Задание: Перечислите все населённые пункты, в которых, по тексту об Эдварде Павловиче, он учился.

Русiфiкацыя // Энцыклапедыя гiсторыi Беларусi. Т.6. Кн.1. – Мн., 2001. С. 136
10 декабря 1865 года Александр II утвердил закон, по которому всем высланным из западных губерний предлагалось в течение двух лет продать или обменять свои земли. Покупать же эти земли могли только православные. Лицам «польского происхождения» (то есть всем католикам) это запрещалось.
Как и многие другие «Павловичи», был выслан из Литвы и Эдвард Бонифаций Павлович (бел. Паyловiч, 1825—1909) – польский (беларуский) художник-портретист и пейзажист (ученик Канута Русецкого). Представитель литвинского, шляхетского рода герба «Ясенчик».
Герб рода Павловичей, узаконенный в 1620 году
Детство Эдвард провел на Новогрудчине, учился в Жировицах, Слониме и Слуцке. Учился и в Императорской академии художеств в Санкт-Петербурге, которую окончил в 1853 году, уехал на несколько лет в Европу, вернулся в Новогрудок и с 1859 года преподавал в Новогрудской гимназии, в 1860 году основал здесь воскресную школу и театр. После восстания 1863—1864 года Эдвард Павлович был арестован и сослан в глубь Российской империи. Все чем владел он и его семья, было конфисковано, так что после ссылки ему пришлось перебраться во Львов (1870 год, тогда Австро-Венгрия), где занимался творчеством, писал картины, издавал каталоги фондов музея Любомирских. Там и скончался в 1909 году.

[Сохранённые записи набора данных]
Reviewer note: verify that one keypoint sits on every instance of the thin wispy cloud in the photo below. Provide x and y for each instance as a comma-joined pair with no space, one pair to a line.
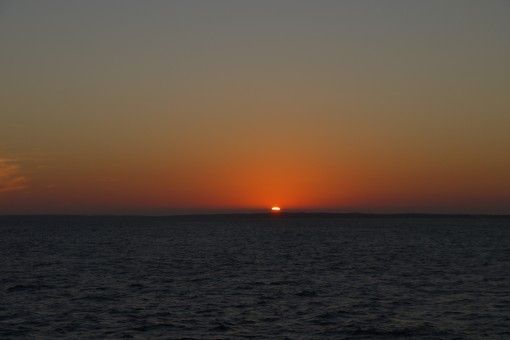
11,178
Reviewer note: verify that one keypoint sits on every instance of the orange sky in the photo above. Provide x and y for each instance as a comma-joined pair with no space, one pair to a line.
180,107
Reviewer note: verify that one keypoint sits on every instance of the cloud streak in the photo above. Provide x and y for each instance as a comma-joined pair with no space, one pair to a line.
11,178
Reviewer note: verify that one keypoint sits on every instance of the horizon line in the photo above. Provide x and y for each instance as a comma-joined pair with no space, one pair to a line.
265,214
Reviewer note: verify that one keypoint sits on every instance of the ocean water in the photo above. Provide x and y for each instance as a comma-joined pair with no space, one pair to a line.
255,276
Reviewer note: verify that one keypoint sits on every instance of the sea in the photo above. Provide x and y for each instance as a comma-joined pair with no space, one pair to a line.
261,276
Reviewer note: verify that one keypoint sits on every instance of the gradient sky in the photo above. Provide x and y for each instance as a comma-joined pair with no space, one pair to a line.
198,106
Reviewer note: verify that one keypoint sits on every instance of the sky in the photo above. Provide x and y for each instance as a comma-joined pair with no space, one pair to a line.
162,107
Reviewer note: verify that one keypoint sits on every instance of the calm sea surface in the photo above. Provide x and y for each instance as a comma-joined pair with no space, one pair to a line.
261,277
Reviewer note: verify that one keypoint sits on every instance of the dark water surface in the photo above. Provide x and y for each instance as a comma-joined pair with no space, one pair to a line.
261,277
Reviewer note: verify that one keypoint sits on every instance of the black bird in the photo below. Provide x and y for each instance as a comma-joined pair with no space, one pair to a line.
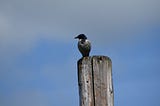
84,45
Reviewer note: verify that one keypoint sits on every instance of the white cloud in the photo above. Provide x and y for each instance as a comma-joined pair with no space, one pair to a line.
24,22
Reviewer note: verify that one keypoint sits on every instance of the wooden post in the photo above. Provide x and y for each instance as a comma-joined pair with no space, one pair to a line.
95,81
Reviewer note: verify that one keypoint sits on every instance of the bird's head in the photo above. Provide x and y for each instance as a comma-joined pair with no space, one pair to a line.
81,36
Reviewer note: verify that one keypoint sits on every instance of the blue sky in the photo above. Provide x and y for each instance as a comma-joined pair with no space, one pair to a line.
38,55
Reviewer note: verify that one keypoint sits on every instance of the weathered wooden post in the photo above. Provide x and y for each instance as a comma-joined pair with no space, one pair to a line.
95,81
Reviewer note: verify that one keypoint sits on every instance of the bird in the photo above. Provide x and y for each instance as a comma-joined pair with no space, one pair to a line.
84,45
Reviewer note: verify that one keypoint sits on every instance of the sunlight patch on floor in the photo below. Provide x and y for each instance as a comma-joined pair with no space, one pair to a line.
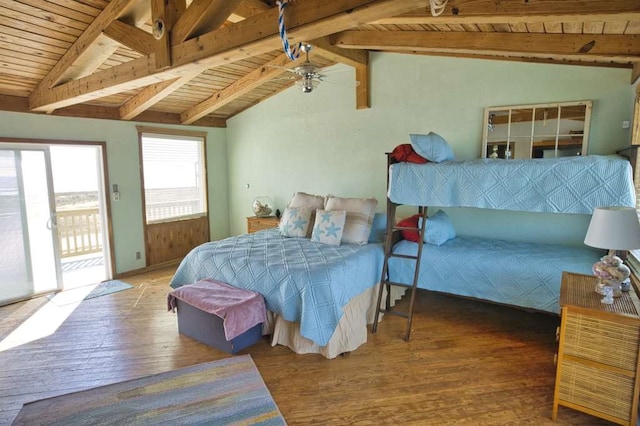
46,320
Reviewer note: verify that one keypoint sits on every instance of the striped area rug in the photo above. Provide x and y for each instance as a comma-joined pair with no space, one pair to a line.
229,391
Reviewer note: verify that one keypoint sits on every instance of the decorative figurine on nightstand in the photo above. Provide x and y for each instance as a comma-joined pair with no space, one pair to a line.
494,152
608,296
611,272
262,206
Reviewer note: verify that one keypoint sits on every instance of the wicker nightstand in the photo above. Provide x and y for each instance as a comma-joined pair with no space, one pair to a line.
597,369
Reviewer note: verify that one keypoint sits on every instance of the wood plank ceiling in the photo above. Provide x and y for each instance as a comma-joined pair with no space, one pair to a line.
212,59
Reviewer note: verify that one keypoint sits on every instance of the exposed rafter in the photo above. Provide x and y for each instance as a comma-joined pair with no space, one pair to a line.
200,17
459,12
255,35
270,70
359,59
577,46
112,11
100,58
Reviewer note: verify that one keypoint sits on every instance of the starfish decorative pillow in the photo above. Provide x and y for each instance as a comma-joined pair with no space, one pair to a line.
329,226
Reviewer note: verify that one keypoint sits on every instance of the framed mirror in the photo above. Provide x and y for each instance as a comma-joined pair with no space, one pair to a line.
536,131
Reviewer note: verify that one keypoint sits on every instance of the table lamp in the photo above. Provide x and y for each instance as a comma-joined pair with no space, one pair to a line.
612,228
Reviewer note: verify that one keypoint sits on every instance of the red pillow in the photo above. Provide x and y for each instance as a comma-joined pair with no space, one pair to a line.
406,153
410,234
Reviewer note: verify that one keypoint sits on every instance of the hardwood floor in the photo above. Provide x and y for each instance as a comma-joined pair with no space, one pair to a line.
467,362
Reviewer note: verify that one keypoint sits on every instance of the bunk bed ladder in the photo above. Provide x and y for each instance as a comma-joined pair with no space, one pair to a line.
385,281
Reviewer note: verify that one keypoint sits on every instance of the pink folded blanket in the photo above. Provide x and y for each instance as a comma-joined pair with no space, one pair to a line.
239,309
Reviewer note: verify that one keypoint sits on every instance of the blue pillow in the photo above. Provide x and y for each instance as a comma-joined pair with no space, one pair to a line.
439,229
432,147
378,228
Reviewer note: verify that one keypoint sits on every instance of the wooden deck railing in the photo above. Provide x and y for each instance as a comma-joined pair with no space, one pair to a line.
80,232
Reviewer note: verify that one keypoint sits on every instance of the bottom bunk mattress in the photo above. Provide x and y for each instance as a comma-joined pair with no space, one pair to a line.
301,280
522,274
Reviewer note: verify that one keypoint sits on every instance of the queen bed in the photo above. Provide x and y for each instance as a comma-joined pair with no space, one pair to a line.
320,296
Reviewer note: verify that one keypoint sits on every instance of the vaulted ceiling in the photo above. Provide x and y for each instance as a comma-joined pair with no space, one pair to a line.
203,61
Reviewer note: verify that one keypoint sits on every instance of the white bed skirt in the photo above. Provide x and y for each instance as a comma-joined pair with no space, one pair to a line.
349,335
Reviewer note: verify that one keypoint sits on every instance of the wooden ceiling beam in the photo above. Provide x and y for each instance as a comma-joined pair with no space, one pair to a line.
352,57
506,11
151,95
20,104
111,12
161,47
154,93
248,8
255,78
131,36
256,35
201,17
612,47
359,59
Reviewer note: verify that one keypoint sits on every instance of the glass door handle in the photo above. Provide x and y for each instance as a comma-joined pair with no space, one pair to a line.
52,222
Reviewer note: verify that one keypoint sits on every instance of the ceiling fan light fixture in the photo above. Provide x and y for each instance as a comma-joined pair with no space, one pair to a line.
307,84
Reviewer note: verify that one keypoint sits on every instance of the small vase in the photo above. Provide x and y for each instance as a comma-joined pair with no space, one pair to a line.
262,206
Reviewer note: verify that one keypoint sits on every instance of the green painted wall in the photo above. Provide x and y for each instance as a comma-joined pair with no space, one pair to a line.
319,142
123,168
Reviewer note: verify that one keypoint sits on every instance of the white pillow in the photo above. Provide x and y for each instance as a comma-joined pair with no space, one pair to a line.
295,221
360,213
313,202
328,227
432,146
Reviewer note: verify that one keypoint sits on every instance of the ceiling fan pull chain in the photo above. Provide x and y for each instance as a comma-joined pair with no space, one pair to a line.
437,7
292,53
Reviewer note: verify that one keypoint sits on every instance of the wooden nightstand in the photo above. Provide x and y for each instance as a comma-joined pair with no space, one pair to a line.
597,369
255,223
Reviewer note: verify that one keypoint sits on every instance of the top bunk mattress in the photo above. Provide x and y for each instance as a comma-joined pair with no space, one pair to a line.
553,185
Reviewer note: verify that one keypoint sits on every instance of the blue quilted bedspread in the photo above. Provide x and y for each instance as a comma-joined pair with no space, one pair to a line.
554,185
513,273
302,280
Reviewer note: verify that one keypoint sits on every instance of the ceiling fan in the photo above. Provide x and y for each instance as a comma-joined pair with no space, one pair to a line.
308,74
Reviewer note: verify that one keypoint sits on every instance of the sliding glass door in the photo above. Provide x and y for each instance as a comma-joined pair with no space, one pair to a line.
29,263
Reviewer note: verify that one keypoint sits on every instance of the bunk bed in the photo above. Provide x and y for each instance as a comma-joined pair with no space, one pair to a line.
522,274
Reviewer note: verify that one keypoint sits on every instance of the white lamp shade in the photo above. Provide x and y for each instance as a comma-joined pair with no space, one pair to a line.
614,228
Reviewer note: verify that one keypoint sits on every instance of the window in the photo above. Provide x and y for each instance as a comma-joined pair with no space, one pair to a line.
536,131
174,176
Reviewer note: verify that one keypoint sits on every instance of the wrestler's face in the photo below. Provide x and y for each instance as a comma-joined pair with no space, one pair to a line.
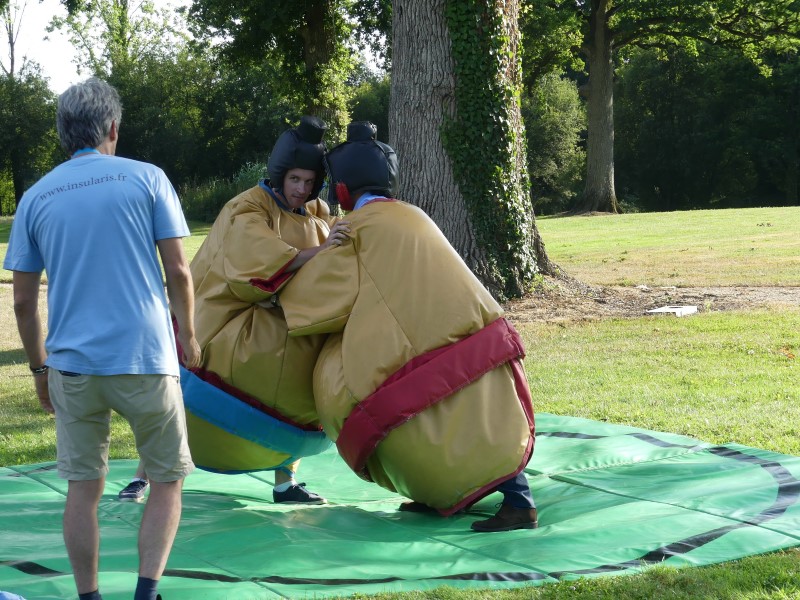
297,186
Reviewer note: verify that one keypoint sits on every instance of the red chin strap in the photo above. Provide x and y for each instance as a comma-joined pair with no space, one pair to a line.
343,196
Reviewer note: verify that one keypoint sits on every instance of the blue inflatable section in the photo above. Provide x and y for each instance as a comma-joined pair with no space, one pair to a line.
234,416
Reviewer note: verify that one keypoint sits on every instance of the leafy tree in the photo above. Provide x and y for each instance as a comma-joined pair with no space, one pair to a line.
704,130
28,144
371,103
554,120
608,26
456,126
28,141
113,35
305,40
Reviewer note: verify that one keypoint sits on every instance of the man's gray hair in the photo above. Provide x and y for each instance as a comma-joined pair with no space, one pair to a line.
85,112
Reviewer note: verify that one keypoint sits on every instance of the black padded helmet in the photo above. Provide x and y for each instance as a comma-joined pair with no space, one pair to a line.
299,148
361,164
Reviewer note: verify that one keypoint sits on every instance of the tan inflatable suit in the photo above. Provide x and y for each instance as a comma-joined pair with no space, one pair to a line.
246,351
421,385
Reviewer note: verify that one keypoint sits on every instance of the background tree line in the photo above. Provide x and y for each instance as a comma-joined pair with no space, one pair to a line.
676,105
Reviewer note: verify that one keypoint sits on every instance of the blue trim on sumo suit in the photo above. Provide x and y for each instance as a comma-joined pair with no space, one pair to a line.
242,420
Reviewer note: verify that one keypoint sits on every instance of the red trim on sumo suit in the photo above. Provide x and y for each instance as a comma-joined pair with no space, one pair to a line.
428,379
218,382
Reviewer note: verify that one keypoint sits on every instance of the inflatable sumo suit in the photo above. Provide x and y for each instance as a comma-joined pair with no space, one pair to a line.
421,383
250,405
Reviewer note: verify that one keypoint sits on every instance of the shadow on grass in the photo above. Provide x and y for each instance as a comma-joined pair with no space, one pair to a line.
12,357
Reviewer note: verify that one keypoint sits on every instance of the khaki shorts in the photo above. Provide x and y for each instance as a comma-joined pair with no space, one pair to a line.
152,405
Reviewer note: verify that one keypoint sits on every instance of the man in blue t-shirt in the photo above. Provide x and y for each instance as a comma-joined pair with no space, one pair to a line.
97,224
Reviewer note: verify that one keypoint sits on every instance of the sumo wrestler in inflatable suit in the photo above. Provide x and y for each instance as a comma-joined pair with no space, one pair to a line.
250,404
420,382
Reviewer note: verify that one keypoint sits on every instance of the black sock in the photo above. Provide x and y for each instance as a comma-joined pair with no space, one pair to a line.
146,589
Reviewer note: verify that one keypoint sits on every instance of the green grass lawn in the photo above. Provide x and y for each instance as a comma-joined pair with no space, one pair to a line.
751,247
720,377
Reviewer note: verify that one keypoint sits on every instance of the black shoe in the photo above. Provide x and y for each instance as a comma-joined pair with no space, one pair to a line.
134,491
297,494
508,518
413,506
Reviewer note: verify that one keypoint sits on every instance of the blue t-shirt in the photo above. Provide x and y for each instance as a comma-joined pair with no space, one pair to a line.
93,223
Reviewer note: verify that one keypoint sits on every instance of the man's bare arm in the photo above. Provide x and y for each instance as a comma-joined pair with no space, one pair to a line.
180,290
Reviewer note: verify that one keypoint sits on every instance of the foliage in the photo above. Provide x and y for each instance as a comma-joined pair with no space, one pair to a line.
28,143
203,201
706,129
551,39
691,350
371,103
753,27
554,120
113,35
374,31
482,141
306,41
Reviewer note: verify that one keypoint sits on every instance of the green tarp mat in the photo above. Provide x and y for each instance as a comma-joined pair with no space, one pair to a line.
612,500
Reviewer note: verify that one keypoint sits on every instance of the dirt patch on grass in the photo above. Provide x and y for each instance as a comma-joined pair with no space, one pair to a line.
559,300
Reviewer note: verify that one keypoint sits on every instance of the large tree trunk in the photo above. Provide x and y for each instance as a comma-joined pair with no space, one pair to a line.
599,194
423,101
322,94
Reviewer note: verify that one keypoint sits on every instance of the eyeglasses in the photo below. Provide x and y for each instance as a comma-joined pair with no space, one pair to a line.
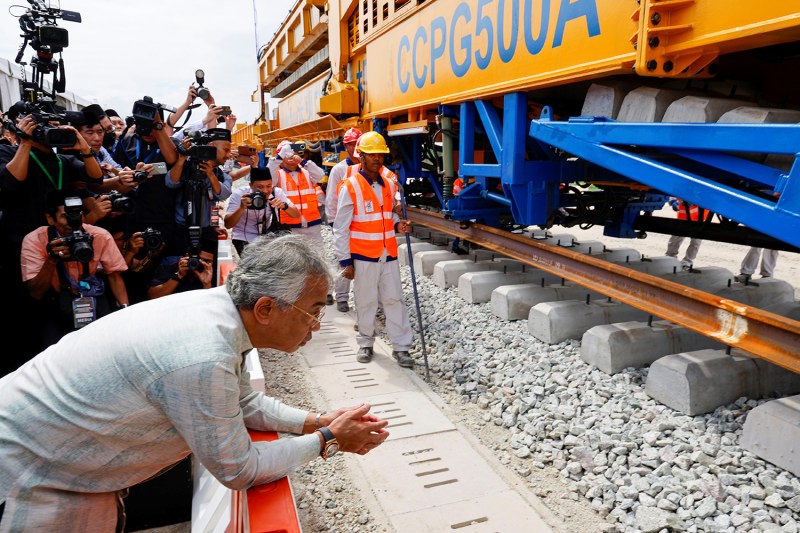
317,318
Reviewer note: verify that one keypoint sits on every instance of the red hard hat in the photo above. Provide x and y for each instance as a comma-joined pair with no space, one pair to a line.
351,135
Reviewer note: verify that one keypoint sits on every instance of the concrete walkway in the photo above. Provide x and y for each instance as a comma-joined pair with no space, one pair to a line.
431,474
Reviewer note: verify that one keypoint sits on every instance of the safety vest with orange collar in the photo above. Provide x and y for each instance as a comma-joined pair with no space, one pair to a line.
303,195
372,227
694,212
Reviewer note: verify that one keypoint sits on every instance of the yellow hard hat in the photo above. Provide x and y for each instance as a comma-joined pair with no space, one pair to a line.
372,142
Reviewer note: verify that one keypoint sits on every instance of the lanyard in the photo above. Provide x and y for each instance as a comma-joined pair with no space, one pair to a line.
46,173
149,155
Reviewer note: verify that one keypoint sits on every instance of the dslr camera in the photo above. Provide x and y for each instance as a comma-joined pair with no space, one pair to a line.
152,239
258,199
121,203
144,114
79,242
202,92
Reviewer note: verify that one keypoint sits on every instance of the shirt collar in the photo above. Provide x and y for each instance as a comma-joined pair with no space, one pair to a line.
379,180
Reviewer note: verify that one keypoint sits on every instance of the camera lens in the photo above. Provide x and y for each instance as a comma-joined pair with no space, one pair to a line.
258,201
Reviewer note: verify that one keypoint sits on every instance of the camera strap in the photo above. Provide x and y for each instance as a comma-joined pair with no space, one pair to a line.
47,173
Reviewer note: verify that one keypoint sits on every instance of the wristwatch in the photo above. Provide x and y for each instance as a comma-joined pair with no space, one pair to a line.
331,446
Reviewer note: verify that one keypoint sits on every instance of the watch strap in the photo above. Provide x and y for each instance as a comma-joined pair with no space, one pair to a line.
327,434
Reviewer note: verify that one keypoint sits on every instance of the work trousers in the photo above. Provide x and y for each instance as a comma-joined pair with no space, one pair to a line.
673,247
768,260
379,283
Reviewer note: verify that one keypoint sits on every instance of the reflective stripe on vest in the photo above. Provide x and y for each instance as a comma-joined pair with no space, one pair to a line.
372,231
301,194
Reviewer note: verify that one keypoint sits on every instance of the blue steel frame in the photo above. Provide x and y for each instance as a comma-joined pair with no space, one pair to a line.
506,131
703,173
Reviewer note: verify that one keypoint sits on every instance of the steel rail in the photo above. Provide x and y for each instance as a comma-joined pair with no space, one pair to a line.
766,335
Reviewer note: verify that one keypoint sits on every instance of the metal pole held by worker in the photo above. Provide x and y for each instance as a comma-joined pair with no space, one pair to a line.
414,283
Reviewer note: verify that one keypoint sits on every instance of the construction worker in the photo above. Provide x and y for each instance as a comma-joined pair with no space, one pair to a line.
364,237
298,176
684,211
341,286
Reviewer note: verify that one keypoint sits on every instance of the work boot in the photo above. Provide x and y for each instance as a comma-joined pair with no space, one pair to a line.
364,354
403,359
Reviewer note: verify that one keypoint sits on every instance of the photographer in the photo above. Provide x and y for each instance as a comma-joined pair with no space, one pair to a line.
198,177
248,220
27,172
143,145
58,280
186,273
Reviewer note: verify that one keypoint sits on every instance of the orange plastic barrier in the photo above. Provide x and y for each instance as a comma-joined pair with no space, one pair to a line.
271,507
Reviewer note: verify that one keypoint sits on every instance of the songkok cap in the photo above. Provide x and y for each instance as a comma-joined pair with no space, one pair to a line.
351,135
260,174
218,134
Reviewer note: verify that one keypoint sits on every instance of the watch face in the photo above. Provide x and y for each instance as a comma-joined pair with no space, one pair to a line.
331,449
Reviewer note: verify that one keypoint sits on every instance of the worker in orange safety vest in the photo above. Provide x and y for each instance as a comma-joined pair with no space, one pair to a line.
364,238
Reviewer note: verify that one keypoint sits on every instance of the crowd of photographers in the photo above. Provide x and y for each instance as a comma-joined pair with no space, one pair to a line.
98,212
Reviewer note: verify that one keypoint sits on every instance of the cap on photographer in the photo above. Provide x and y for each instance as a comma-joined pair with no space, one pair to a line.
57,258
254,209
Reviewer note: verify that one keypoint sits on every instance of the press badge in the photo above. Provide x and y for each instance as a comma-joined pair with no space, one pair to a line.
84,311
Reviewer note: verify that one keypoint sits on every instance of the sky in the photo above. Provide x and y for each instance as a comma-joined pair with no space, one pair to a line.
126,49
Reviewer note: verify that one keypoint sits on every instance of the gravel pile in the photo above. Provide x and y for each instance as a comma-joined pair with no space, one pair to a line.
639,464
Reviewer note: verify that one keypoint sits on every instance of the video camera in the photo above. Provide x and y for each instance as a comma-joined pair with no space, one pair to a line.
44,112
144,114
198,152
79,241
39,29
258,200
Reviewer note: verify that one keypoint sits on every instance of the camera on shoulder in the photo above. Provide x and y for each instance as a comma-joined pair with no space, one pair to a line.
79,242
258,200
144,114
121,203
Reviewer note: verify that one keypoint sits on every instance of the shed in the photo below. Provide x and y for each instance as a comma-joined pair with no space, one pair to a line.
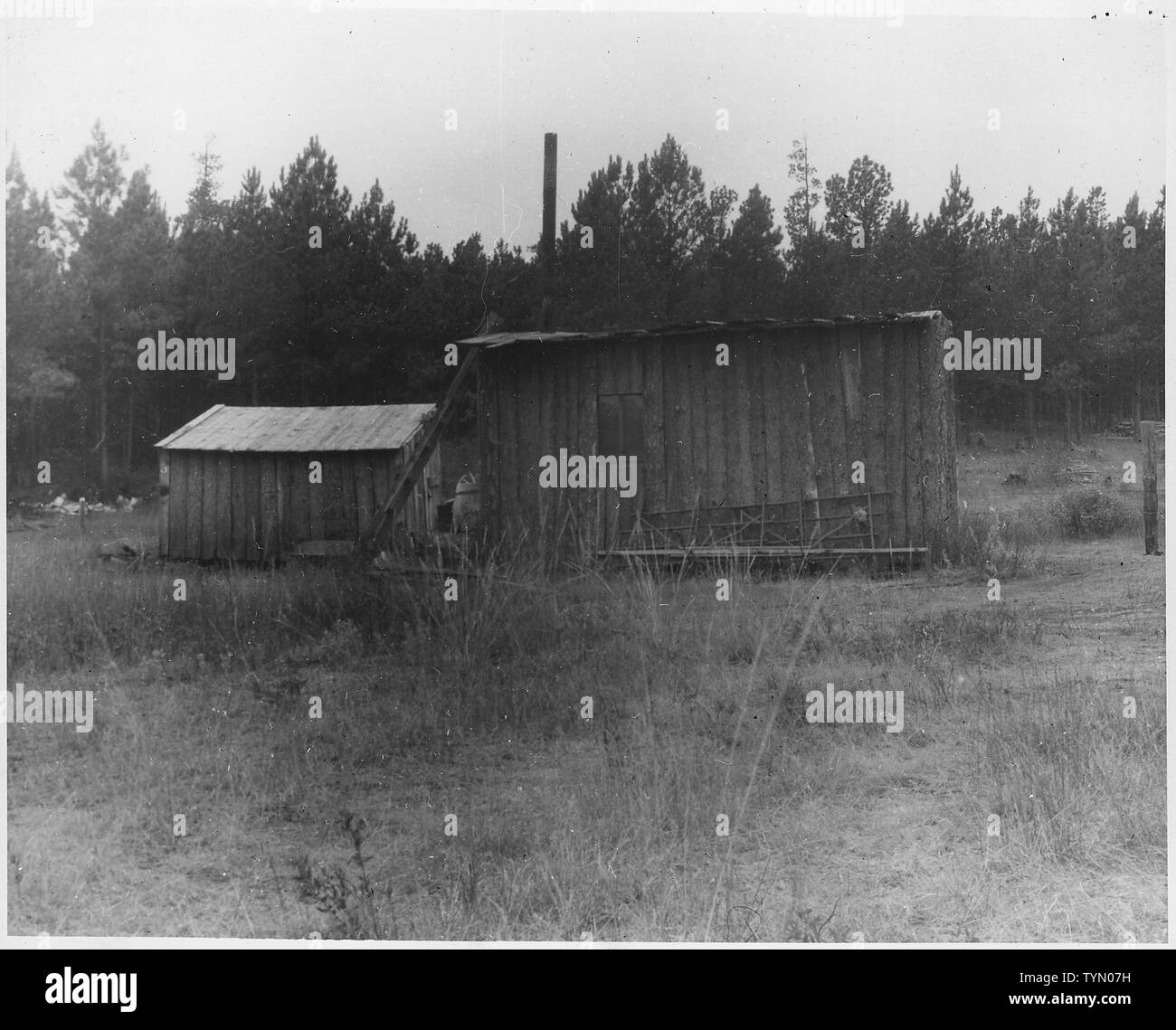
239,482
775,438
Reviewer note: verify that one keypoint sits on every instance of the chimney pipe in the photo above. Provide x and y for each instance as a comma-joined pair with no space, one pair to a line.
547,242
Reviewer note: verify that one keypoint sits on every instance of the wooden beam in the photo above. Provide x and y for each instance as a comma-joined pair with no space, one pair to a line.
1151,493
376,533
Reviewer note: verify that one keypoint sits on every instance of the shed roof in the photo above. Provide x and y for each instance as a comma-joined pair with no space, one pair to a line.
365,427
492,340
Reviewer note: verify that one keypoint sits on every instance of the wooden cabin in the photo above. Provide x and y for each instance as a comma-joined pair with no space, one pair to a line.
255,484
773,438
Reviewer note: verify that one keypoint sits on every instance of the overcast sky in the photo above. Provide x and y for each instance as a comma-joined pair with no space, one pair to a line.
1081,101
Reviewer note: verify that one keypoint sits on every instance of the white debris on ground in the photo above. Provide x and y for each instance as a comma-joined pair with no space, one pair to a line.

Ответ: Жировицы, Слоним, Слуцк, Санкт-Петербург.